**Directive:**
Rewrite the part that opens with the line containing "Pretty please, detect the sign" and closes with the line containing "[9,156,253,212]", putting "group of people" in place of "crowd of people" and keeping everything else the same. Leave the pictures out of your answer.

_____

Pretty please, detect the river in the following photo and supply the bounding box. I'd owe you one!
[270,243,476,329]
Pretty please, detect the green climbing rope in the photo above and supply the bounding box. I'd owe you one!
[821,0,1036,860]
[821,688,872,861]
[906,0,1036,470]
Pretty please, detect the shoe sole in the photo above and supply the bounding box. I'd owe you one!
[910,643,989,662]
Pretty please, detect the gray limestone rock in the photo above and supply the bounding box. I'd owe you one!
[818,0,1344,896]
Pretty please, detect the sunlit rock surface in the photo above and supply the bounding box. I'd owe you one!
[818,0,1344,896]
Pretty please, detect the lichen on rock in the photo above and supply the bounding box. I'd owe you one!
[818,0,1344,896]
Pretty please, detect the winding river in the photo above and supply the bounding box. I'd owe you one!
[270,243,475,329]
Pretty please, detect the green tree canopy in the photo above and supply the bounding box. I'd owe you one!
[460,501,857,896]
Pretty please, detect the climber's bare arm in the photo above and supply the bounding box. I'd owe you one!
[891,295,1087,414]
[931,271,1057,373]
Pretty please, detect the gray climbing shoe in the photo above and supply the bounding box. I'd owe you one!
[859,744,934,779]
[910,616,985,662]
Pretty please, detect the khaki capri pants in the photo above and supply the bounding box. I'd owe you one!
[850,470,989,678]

_____

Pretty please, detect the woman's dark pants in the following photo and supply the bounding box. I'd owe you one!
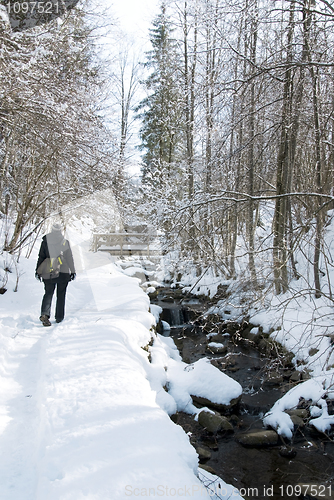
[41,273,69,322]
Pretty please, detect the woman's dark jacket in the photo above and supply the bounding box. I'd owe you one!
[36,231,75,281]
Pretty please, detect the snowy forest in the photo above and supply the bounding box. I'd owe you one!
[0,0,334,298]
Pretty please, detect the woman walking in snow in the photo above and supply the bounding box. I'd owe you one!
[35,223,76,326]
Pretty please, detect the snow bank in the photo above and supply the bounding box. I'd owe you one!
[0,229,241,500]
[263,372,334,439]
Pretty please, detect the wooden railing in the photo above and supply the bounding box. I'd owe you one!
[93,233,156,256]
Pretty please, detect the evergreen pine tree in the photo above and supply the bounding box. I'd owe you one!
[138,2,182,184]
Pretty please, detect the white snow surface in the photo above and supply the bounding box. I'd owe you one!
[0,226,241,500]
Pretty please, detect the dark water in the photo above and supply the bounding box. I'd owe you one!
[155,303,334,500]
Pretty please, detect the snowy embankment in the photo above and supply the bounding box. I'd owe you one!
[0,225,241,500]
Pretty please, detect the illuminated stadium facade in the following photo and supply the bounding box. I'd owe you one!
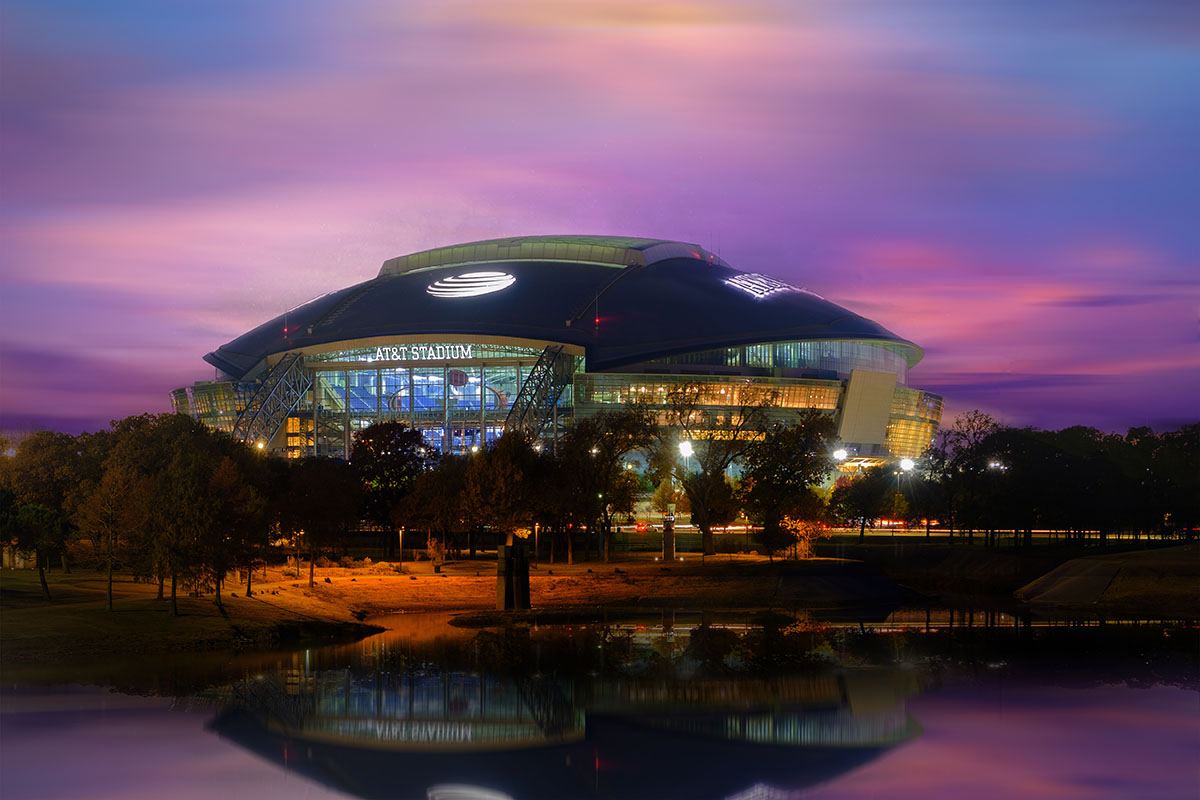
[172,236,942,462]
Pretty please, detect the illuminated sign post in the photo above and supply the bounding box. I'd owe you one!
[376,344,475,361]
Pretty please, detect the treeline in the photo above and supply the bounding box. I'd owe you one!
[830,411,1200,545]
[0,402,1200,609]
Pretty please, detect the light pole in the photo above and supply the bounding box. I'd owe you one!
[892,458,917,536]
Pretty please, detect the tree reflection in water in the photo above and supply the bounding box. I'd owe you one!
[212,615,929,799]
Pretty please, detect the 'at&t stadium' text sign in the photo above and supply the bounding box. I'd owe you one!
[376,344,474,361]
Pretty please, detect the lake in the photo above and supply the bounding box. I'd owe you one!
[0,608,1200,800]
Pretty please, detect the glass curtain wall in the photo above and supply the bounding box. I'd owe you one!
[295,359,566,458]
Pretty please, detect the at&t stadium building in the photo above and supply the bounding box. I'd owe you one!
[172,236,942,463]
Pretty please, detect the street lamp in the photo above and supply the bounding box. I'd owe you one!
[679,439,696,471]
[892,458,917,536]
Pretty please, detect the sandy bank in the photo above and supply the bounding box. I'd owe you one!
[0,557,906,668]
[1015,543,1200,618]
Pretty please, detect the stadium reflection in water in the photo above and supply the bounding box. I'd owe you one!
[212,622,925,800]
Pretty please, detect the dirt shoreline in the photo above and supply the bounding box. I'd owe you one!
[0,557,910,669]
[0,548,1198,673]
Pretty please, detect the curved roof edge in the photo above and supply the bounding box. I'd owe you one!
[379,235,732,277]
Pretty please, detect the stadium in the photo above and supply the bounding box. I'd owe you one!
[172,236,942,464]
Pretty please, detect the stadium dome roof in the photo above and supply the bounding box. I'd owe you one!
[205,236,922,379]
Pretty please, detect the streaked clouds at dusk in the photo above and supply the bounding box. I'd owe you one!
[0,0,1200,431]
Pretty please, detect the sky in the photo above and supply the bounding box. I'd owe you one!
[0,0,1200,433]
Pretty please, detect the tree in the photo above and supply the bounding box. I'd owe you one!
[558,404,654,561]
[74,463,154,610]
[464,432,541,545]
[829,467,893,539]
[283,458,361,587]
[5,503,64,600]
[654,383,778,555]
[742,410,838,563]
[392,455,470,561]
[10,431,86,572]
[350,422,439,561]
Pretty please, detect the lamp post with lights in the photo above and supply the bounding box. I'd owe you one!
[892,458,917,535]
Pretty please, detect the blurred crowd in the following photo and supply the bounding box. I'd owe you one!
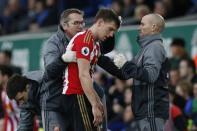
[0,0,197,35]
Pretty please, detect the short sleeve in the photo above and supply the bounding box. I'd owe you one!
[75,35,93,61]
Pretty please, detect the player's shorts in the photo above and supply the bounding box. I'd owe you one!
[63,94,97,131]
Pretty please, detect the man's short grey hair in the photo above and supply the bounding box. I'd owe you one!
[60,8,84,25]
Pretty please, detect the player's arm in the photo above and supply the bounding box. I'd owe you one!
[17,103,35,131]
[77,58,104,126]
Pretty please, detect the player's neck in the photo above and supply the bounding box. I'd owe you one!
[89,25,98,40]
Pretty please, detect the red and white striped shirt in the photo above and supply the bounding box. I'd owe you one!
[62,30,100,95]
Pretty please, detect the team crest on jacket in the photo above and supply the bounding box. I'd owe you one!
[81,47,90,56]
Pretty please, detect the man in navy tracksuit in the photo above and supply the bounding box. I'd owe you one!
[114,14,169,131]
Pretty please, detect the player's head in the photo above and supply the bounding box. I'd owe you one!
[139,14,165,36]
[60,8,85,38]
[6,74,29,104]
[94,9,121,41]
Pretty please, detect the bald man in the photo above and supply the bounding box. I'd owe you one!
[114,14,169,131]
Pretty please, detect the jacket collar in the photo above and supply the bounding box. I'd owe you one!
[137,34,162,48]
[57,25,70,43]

_____

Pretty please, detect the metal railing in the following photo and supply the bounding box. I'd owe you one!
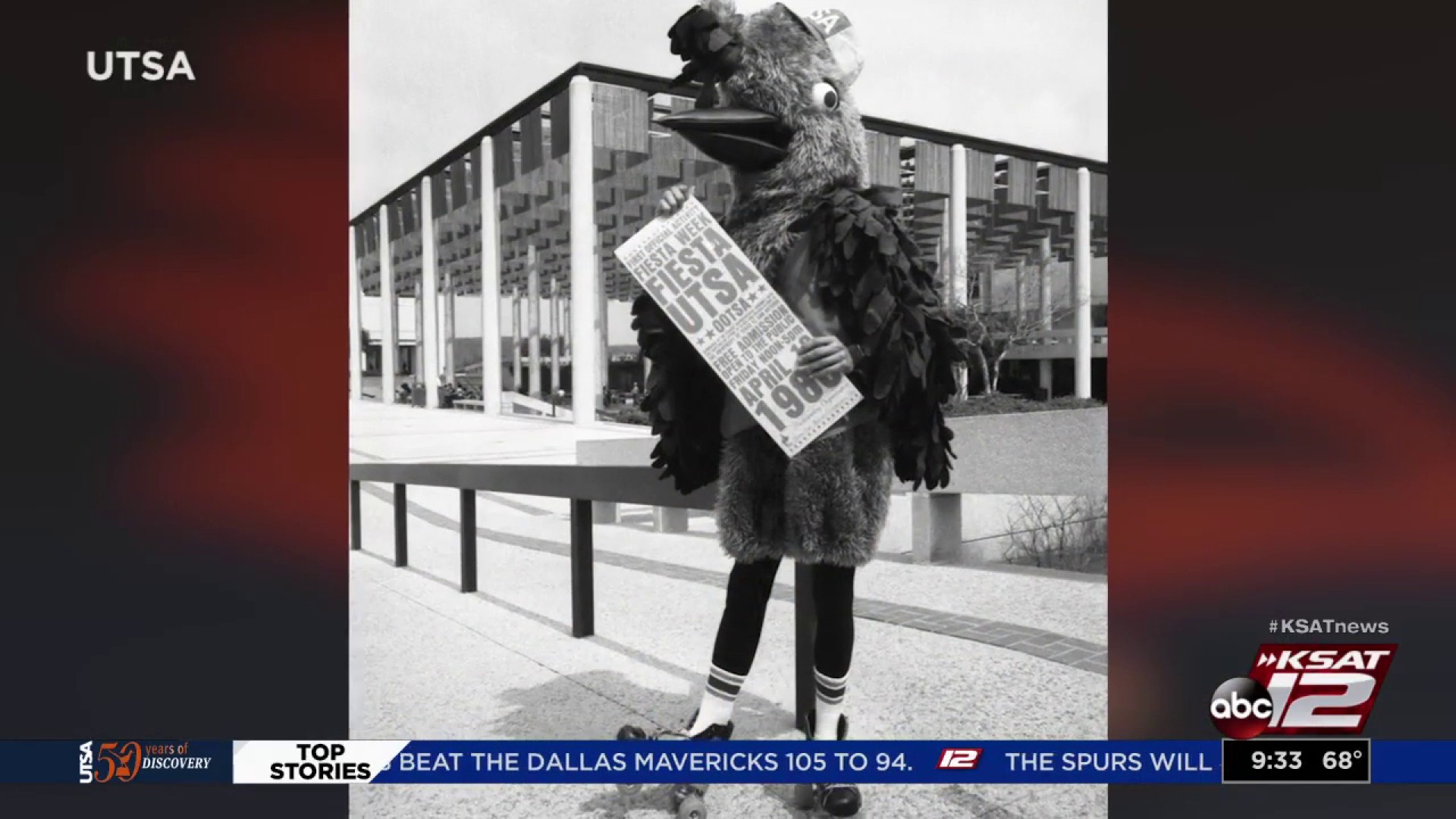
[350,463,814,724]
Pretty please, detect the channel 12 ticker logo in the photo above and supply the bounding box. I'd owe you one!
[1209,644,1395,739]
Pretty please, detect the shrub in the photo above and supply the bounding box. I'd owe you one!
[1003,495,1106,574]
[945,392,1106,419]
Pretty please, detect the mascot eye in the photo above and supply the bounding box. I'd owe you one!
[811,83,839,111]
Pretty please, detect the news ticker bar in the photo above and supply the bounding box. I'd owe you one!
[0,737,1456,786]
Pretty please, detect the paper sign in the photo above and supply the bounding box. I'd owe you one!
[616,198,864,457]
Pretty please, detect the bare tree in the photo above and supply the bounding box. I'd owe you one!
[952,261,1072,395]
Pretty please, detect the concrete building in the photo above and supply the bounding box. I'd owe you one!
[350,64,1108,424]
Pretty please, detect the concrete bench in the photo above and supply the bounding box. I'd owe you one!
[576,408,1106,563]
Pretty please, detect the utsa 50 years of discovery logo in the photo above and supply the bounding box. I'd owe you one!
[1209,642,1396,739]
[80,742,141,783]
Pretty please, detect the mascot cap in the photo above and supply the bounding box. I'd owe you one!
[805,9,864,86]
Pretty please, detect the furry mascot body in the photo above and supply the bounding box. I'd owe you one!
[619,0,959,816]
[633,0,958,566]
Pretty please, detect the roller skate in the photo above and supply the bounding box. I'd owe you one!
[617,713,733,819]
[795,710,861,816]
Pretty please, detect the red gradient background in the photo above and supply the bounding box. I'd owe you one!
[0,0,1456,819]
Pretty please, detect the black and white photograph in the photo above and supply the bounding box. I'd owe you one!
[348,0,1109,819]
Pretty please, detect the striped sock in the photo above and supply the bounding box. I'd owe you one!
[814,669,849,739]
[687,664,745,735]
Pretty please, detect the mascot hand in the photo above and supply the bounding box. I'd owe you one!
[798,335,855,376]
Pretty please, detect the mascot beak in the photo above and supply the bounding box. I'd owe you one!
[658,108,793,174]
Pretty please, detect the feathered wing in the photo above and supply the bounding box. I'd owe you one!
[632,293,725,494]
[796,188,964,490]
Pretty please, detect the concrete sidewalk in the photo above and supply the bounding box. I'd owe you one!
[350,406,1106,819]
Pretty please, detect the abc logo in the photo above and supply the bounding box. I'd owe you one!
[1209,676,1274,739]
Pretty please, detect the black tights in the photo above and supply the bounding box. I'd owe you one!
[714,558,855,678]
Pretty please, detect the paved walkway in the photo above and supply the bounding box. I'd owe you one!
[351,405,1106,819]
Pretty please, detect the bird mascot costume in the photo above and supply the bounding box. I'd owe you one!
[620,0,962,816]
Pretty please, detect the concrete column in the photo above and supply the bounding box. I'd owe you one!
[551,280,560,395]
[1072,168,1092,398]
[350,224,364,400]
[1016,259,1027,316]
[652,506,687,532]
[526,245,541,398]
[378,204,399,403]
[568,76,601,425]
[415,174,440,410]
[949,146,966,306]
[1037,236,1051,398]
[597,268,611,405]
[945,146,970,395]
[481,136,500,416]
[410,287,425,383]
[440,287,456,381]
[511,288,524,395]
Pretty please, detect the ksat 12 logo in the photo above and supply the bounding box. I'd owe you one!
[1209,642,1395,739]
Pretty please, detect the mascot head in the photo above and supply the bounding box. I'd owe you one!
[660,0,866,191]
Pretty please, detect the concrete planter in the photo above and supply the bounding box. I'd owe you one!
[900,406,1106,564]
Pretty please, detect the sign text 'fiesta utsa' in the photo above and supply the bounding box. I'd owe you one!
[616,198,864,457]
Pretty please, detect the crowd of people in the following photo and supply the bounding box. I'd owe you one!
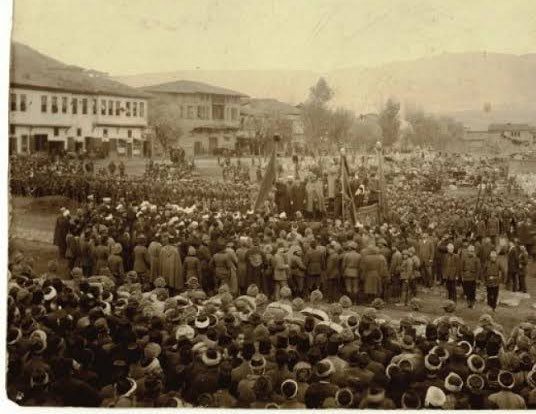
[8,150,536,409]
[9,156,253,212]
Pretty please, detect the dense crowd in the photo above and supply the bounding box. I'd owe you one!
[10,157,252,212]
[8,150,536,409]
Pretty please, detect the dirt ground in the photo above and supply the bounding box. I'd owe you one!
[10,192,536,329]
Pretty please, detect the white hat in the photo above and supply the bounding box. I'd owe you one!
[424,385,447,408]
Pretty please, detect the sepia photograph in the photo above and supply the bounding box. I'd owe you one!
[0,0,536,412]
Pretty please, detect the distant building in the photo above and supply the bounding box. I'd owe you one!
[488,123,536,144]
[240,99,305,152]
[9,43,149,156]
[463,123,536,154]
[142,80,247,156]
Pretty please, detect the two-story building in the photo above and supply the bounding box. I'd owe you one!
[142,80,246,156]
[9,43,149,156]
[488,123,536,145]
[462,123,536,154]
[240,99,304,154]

_____

**Worked solution:**
Pretty please, detect the sign text 'fiesta utsa' in the photo above and supply the bounding box. I'd owe you one!
[616,198,864,457]
Pretty please, detect the group of people in the following photo and supply the bounding box. I'd owe you one!
[8,150,536,409]
[9,156,253,212]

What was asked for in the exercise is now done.